**Aim of the task**
Copy out each line below that contains the word "black".

**Task input**
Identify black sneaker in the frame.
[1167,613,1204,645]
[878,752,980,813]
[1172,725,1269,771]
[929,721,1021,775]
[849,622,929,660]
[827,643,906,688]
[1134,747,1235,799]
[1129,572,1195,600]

**Result for this task**
Identify black sneaker in the frame.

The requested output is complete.